[YOUR INSTRUCTIONS]:
Lines from the one containing "Target: small chilean flag" through the last line of the records below are to be repeated exactly.

───── SOURCE DATA

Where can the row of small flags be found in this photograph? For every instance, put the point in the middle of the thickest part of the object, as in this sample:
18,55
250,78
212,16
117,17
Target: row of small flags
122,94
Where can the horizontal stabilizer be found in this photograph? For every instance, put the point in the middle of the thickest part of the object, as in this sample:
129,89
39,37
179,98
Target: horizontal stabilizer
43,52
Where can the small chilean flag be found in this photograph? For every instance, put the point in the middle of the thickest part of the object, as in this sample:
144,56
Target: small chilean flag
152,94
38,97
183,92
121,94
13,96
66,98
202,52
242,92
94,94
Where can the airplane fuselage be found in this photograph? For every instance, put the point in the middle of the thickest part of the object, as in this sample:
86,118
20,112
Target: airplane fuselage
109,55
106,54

──────────

[WRITTEN RESPONSE]:
Target: small chilean flag
152,94
38,97
183,92
121,94
13,96
66,98
202,52
242,92
94,94
Where can the airplane fuselage be found in this photograph? For every instance, put the point in the middle of the thickest part of the object, as in this sample:
86,118
20,112
Target: airplane fuselage
109,55
106,54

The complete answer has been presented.